BEGIN INFORMATION
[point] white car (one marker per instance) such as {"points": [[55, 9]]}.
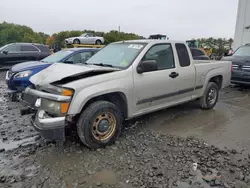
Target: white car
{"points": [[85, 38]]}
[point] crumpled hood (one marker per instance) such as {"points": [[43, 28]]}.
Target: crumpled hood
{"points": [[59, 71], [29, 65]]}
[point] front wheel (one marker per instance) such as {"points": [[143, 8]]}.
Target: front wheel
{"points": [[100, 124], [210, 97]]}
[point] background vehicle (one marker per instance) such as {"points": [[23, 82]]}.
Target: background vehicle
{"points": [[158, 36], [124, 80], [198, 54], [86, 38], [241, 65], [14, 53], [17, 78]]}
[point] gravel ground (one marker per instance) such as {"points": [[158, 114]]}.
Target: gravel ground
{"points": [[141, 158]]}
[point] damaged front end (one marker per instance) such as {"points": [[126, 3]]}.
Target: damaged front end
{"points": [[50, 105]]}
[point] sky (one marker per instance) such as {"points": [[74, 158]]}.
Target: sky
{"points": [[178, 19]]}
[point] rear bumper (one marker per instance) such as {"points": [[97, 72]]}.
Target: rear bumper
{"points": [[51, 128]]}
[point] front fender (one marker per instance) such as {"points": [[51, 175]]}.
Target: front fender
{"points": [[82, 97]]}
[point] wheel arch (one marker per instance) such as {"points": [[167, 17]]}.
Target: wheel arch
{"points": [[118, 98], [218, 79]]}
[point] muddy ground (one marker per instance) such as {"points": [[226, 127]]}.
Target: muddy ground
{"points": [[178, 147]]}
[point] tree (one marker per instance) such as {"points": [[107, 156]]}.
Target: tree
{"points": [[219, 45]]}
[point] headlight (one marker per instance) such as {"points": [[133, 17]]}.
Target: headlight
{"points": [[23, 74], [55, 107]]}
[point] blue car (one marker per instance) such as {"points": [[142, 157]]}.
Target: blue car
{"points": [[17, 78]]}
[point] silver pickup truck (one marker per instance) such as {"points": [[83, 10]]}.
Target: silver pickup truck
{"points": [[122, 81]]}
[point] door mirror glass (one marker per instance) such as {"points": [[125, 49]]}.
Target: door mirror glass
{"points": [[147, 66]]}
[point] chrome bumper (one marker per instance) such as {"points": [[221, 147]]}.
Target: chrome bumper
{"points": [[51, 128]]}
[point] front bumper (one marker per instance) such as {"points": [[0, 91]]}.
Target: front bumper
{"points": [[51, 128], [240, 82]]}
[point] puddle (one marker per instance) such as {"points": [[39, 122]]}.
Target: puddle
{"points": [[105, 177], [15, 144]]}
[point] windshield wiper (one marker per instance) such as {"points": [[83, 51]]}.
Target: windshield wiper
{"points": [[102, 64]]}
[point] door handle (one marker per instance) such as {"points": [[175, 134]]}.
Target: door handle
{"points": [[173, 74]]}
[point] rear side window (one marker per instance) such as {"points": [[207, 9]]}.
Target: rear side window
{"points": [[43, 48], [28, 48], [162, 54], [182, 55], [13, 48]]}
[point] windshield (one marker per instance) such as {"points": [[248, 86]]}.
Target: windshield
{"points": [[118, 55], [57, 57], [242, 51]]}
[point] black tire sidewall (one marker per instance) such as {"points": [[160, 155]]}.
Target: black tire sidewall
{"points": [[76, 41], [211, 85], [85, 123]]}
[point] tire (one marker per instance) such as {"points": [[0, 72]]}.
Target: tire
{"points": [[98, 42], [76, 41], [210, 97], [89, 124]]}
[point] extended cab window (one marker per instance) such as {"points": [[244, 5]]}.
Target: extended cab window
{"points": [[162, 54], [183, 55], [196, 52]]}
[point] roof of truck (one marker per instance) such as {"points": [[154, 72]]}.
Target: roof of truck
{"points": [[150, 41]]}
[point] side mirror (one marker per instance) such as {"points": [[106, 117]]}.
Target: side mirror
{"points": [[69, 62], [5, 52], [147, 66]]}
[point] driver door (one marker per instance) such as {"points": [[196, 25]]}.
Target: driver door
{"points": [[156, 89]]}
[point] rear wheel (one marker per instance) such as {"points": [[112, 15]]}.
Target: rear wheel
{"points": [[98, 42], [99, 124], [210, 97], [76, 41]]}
END INFORMATION
BEGIN INFORMATION
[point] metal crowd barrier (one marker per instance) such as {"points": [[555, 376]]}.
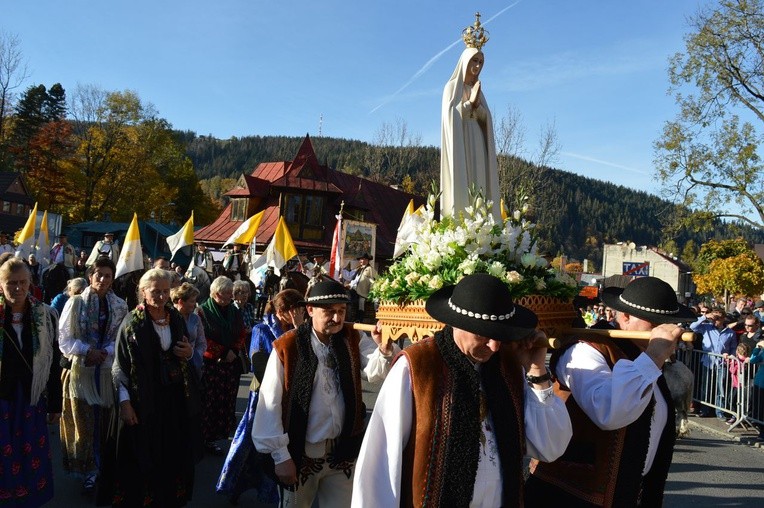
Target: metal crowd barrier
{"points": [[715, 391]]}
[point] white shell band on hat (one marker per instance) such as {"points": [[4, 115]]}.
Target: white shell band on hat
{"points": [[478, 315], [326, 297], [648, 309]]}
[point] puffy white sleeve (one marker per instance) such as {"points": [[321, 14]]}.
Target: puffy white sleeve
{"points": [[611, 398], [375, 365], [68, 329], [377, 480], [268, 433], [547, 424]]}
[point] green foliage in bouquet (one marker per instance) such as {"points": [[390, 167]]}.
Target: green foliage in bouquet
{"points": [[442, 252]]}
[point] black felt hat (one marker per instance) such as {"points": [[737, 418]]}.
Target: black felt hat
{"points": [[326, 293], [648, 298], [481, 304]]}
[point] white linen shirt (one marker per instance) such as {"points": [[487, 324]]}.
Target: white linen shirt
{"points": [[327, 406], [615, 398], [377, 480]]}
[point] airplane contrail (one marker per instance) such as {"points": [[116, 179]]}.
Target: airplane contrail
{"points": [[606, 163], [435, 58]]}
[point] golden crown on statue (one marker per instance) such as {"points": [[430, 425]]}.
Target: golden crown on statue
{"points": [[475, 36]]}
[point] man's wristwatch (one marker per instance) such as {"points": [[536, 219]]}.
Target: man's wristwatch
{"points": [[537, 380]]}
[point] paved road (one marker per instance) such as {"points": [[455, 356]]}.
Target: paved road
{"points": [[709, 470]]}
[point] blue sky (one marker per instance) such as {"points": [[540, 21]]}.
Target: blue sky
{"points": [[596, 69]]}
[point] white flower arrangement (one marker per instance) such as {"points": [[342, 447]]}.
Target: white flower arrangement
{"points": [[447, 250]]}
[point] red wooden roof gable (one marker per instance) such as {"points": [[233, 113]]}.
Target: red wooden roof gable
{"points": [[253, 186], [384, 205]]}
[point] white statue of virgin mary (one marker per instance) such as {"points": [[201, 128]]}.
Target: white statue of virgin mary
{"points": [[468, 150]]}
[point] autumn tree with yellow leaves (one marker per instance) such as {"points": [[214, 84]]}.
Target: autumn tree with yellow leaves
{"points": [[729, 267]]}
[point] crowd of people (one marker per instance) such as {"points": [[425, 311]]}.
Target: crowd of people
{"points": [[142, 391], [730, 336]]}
END INFORMATION
Copy the lines above exactly, beginning at the line that has "[point] door mirror" and stopping after the line that has "[point] windshield wiper", and omit the rest.

[point] door mirror glass (one marker per instance) such as {"points": [[125, 49]]}.
Target: door mirror glass
{"points": [[147, 66]]}
[point] chrome bumper (one marker per instance) such as {"points": [[221, 147]]}.
Target: chrome bumper
{"points": [[51, 128]]}
[point] front bumper (one marker per instance) such as {"points": [[0, 91]]}.
Target: front bumper
{"points": [[51, 128], [240, 82]]}
[point] puddle (one marker per instance) such as {"points": [[39, 122]]}.
Target: puddle
{"points": [[105, 177], [15, 144]]}
[point] windshield wiper (one marker per instance) such as {"points": [[83, 51]]}.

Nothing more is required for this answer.